◆ Your instructions: Print the lines from the one containing "Query: cabinet drawer" through the end of the records below, unchanged.

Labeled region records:
-=-=-=-=-

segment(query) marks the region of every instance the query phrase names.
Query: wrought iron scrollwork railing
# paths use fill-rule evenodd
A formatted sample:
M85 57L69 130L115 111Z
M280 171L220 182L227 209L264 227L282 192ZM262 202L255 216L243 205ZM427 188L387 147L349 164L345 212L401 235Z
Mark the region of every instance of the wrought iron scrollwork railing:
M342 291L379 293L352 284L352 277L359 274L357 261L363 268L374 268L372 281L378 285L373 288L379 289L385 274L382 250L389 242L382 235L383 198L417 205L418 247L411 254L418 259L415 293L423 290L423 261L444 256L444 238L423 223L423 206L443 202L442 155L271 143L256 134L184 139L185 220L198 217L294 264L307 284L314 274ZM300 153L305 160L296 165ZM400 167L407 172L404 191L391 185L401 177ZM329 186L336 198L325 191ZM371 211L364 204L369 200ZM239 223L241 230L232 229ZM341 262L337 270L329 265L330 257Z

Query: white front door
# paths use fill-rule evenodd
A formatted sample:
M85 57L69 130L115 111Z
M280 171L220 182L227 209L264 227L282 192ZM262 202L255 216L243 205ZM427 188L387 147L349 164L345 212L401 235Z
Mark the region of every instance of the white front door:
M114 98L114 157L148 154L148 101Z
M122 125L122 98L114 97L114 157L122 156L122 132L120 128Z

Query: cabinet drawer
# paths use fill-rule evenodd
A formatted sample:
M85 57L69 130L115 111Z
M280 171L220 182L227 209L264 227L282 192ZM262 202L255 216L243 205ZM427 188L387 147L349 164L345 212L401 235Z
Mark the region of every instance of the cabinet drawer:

-=-=-=-=-

◆ Output:
Query: cabinet drawer
# paths use fill-rule evenodd
A formatted sample:
M85 57L69 130L115 111Z
M280 171L220 182L227 209L264 227L282 192ZM262 202L255 216L243 205ZM427 188L387 147L349 164L345 212L401 235Z
Mark the region of every instance of the cabinet drawer:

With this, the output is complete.